STATED PROBLEM: Copy out again the lines of the data, starting with the line containing "point_to reports the position of each instance of the stack" and continuing through the line containing "column 539, row 90".

Records from a point labeling set:
-----

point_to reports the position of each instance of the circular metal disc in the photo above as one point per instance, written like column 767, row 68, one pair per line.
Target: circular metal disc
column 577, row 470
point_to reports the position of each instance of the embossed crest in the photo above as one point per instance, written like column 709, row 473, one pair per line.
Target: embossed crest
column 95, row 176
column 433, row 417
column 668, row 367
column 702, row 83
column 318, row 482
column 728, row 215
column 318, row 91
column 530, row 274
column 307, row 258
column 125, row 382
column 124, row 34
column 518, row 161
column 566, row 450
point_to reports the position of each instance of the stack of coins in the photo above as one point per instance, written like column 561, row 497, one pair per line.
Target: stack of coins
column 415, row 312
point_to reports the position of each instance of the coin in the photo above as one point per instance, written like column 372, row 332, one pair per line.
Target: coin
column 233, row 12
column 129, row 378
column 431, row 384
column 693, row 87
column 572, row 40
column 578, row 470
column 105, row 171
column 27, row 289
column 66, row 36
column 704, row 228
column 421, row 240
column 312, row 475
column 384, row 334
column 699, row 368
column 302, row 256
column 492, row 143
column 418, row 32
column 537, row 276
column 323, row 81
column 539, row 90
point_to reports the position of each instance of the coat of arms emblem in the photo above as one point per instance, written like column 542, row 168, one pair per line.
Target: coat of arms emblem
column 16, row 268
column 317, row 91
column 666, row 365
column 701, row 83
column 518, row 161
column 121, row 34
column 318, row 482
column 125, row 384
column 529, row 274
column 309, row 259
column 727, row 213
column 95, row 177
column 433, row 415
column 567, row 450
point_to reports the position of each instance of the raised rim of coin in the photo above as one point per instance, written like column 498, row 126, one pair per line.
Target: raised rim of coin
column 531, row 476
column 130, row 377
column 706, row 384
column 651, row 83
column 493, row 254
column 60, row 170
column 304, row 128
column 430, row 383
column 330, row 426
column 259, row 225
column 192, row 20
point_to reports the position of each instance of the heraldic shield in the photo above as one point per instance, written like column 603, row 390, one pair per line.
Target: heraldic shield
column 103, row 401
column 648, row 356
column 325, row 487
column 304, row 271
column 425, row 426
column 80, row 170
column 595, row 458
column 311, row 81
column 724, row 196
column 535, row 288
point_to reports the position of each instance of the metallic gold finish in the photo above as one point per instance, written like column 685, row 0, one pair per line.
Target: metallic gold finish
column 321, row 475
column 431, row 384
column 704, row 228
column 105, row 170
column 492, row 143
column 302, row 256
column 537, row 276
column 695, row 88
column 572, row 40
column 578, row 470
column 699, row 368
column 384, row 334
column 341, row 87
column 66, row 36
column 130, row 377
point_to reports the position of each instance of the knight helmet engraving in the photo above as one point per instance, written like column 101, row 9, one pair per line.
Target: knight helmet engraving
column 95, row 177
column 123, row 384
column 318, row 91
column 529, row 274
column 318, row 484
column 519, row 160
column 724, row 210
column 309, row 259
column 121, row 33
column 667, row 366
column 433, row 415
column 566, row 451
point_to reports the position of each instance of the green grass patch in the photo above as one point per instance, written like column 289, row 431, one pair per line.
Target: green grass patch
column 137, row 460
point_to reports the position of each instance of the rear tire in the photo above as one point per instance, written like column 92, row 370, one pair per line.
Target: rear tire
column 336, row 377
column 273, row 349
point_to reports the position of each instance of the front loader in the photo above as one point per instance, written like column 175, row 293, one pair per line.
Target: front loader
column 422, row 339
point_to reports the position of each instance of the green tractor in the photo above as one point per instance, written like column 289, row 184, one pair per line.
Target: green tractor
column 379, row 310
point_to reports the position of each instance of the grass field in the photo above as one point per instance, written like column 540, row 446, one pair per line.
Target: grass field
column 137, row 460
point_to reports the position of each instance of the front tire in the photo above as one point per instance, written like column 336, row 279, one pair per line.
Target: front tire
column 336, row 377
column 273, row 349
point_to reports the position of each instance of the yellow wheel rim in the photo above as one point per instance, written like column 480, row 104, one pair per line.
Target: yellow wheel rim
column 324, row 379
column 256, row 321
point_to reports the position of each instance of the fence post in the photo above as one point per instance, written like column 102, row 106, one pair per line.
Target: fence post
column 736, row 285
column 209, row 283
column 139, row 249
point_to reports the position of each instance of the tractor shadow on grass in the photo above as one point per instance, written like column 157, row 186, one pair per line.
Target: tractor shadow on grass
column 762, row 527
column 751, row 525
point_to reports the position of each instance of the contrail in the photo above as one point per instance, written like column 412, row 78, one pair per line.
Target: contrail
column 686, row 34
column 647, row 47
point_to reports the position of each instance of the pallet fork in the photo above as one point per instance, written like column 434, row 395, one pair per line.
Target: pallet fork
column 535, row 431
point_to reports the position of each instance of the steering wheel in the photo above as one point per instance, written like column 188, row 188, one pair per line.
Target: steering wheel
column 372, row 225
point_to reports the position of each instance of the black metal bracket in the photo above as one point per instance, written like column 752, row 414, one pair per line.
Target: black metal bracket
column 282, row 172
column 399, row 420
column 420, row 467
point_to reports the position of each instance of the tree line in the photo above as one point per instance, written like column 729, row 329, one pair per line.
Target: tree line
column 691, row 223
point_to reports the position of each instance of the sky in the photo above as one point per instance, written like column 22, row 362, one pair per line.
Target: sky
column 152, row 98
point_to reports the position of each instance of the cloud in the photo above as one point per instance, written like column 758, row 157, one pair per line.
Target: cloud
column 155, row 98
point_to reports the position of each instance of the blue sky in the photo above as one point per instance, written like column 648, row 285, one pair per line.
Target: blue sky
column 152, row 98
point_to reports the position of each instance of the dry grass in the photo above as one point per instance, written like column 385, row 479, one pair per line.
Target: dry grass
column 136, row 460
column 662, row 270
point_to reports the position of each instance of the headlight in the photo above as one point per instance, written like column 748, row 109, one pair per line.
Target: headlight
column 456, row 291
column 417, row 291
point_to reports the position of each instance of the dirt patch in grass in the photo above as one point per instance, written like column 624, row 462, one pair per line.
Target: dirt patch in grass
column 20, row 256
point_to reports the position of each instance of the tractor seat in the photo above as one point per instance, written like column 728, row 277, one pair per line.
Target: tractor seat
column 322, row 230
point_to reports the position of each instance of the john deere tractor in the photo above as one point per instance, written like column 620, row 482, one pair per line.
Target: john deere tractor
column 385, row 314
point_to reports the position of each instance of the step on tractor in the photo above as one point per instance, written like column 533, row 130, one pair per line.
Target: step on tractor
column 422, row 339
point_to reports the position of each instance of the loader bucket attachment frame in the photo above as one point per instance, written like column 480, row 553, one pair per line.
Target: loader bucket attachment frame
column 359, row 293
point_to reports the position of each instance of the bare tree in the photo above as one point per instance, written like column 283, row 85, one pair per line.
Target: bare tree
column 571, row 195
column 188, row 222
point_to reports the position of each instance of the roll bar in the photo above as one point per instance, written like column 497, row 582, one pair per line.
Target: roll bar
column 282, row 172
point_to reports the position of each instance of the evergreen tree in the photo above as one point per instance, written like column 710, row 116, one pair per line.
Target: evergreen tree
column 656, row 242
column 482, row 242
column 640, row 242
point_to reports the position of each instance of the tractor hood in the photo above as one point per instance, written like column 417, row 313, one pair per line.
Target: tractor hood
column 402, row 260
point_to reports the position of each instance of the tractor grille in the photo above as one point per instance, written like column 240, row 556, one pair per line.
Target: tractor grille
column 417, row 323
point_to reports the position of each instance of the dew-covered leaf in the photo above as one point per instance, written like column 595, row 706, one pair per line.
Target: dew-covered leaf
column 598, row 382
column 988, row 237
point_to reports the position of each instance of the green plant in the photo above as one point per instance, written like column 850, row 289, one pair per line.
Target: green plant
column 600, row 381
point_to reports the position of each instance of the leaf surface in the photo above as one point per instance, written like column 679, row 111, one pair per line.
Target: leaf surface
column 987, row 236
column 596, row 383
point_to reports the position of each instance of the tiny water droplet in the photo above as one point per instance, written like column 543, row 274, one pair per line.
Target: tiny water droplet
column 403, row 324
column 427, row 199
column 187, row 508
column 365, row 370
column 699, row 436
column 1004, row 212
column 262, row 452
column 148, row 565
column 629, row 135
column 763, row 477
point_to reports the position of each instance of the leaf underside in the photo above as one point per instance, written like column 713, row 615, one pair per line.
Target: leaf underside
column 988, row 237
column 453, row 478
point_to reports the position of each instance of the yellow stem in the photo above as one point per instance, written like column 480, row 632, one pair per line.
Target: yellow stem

-----

WRITTEN SOLUTION:
point_to reports the position of each instance of the stack of coins in the photo above as one point per instance, written like column 561, row 497, one pair per line.
Target: stack of coins
column 415, row 312
point_to reports the position of each instance of the coin in the photo above as one point per instance, written like column 372, row 332, one pair per line.
Target: coin
column 233, row 12
column 129, row 378
column 431, row 384
column 693, row 87
column 572, row 40
column 578, row 470
column 105, row 171
column 27, row 289
column 66, row 36
column 704, row 228
column 421, row 240
column 312, row 475
column 384, row 334
column 699, row 368
column 302, row 256
column 492, row 143
column 418, row 32
column 537, row 276
column 323, row 81
column 539, row 90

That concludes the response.